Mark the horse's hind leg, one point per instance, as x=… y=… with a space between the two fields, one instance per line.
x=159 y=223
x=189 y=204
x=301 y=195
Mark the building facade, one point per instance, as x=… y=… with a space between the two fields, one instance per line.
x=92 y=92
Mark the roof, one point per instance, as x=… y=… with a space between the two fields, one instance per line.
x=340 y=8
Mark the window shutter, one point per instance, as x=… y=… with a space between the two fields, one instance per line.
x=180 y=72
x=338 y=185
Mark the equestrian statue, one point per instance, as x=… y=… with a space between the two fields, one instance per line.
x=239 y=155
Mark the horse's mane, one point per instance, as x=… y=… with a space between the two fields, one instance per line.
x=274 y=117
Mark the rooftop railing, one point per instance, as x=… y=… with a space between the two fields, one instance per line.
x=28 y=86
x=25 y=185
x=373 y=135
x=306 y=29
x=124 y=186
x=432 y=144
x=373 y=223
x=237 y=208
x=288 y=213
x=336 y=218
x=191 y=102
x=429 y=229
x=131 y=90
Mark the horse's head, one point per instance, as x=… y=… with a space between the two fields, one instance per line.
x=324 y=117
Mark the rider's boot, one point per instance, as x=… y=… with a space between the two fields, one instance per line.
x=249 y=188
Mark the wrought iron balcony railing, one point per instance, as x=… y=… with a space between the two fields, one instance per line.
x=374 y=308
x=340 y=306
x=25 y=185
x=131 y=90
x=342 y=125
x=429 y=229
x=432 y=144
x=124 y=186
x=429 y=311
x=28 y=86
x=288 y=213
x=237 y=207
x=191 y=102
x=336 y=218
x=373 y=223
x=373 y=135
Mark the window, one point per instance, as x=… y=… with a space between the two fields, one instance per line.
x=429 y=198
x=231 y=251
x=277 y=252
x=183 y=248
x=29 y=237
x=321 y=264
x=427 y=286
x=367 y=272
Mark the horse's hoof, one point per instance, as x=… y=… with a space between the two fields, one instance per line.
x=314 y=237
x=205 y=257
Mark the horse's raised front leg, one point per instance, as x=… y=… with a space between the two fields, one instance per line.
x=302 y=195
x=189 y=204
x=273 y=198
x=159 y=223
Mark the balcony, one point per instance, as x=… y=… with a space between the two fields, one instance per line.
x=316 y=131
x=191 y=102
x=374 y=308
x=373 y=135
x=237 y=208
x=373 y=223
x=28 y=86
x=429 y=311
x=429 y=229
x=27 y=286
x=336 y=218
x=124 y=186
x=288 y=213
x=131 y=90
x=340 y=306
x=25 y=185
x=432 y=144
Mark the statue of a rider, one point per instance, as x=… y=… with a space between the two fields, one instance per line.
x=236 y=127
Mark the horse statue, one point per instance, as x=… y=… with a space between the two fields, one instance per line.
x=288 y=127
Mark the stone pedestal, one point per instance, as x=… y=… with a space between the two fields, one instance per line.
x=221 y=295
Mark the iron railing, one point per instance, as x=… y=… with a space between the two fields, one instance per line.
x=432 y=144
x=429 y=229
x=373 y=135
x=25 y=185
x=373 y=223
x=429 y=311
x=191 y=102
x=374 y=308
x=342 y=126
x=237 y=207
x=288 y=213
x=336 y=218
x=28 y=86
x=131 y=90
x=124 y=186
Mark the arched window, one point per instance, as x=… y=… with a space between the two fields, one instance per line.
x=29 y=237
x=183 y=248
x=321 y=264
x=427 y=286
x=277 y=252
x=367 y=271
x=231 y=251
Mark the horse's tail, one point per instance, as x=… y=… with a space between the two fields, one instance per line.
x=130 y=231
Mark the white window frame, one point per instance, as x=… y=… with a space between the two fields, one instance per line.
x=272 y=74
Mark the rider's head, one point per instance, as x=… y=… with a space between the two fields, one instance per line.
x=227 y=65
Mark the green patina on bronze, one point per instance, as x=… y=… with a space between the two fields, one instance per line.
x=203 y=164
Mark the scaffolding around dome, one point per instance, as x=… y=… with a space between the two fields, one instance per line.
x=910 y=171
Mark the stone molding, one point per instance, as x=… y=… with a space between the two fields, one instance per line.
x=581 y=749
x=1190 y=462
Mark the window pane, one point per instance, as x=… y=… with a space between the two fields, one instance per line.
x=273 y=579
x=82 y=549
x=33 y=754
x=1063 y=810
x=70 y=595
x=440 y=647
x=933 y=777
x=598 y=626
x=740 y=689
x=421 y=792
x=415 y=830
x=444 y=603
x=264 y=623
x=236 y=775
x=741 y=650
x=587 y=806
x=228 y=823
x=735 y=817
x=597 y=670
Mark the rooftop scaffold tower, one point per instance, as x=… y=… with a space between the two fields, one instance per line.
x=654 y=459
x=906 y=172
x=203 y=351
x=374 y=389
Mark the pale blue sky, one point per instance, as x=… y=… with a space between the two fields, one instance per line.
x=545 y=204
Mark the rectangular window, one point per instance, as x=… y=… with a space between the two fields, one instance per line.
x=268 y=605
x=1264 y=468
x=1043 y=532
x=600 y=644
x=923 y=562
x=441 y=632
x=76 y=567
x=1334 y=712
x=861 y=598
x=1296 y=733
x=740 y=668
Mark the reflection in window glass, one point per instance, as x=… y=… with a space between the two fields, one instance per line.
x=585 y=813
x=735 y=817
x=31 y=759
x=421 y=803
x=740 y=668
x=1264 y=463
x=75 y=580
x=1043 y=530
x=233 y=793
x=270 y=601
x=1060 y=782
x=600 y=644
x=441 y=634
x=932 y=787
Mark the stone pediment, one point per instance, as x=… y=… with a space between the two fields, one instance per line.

····················

Every line of the data must be reproduced exactly.

Mark the horse's hind leg, one point per instance, as x=… y=… with a space between the two fields, one instance per line.
x=159 y=223
x=189 y=204
x=301 y=195
Mark the building facade, one point per instance, as x=… y=… with a space between the two fields, one instance per line.
x=92 y=92
Mark the roof, one point per instance, as x=… y=… with a space between the two fields, one instance per line.
x=340 y=8
Mark the window shutter, one point per instance, as x=… y=… with a space between the two fields, one instance per line.
x=180 y=72
x=338 y=185
Mark the equestrian statue, one point per instance, as x=… y=… with a space between the two fields, one instance per line.
x=239 y=155
Mark the horse's mane, one point per instance, as x=… y=… with a space between the two fields, one instance per line.
x=274 y=117
Mark the rooftop railing, one point per instance, as x=… y=… with a space between the two fields, one instance per line.
x=28 y=86
x=25 y=185
x=373 y=135
x=306 y=29
x=124 y=186
x=432 y=144
x=373 y=223
x=237 y=208
x=288 y=213
x=336 y=218
x=191 y=102
x=429 y=229
x=131 y=90
Mark the horse's head, one point per instance, as x=… y=… with a space between the two fields, one instance per line.
x=324 y=117
Mark the rider's boot, one point per instance, as x=… y=… with a space between the two fields, one instance per line.
x=249 y=188
Mark the wrought iron balcony railing, one point per instance, as x=… y=… with a space between the two fields, one instance per line.
x=374 y=308
x=340 y=306
x=25 y=185
x=131 y=90
x=342 y=125
x=429 y=229
x=432 y=144
x=124 y=186
x=429 y=311
x=28 y=86
x=288 y=213
x=237 y=207
x=191 y=102
x=336 y=218
x=373 y=223
x=373 y=135
Mark the window, one point per instance, as x=… y=… with a space between the two fields, one instance per line.
x=429 y=198
x=231 y=251
x=277 y=252
x=183 y=248
x=29 y=237
x=321 y=264
x=427 y=286
x=367 y=272
Mark the horse's hoof, one point per instance, as x=… y=… with a space between the two fields, one instance per line.
x=314 y=237
x=205 y=257
Mark the horse's raised front leg, one point per instance, as x=… y=… with a space between the two fields, one instance per line.
x=302 y=195
x=189 y=204
x=273 y=198
x=159 y=223
Mark the balcony, one point per instance, as x=… y=… with a space between the two fields, one instance per line.
x=316 y=131
x=191 y=102
x=374 y=308
x=373 y=135
x=237 y=208
x=373 y=223
x=28 y=86
x=429 y=311
x=429 y=229
x=27 y=286
x=336 y=218
x=124 y=186
x=288 y=213
x=131 y=90
x=340 y=306
x=25 y=185
x=432 y=144
Mark the statue of a rider, one point per instance, as x=… y=… with a space between the two fields, one instance per line.
x=236 y=127
Mark the horse statue, one point per instance, as x=… y=… with a space between the two fields, one instance per line.
x=288 y=127
Mark the stone pedestal, one point per instance, as x=… y=… with a space between the two fields, one instance per line.
x=221 y=295
Mark the iron railing, one point per instance, as x=… y=… with a space between the two fields, one instance per line.
x=432 y=144
x=429 y=229
x=373 y=135
x=25 y=185
x=373 y=223
x=429 y=311
x=191 y=102
x=374 y=308
x=342 y=126
x=237 y=207
x=288 y=213
x=336 y=218
x=28 y=86
x=131 y=90
x=124 y=186
Mark the arched window, one point per instance, as x=… y=… with a space between the two fields, one instance per line.
x=29 y=237
x=183 y=248
x=321 y=264
x=427 y=286
x=277 y=252
x=367 y=271
x=231 y=251
Mark the horse's tail, one point per instance, as x=… y=… with a space between the two fields, one instance per line.
x=130 y=231
Mark the white window frame, one point per instance, as x=… y=… with a space between the two fields, one instance per line.
x=272 y=74
Mark the rider's head, one point per instance, as x=… y=… with a space between the two fields, one instance per line.
x=227 y=65
Mark the green patina on bronze, one point per instance, as x=… y=… with a space between the two fields, one instance per line.
x=203 y=164
Mark the scaffolding around dome, one point per instance, as x=… y=… with a space between the two fields, one instance per line.
x=910 y=171
Mark the stone molding, one point per instance, as x=… y=… with a space between the two fields, one instance per line.
x=581 y=749
x=1190 y=462
Mark the window pane, one point per instance, as x=… y=… with a space between the two fields, one instance per line.
x=273 y=579
x=82 y=549
x=33 y=754
x=1063 y=810
x=70 y=595
x=440 y=647
x=933 y=777
x=598 y=626
x=740 y=689
x=421 y=792
x=415 y=830
x=444 y=603
x=264 y=623
x=236 y=775
x=741 y=650
x=587 y=806
x=228 y=823
x=735 y=817
x=597 y=670
Mark the rooftop scaffold tower, one point per instance, as x=… y=… with a space between the two fields, one instance per line.
x=654 y=459
x=906 y=172
x=203 y=351
x=374 y=389
Mark the pale blue sky, one point per instance, as x=… y=… with a space between the two fields, one instance per line.
x=545 y=204
Mark the rectangular window, one point per instance, as x=… y=… with a space between the two fields, one instance per line.
x=268 y=605
x=1264 y=468
x=1043 y=532
x=600 y=644
x=923 y=562
x=441 y=632
x=76 y=567
x=1334 y=712
x=861 y=598
x=1296 y=733
x=740 y=668
Mark the reflection in window glass, one point per instance, as x=… y=… with a space between the two fields, one instance per line.
x=585 y=813
x=735 y=817
x=31 y=759
x=421 y=803
x=740 y=668
x=1264 y=463
x=75 y=580
x=1043 y=530
x=233 y=793
x=270 y=601
x=1060 y=782
x=600 y=644
x=441 y=634
x=932 y=787
Mark the stone pediment, one point per instance, as x=… y=… with a space between the two fields, one instance per line.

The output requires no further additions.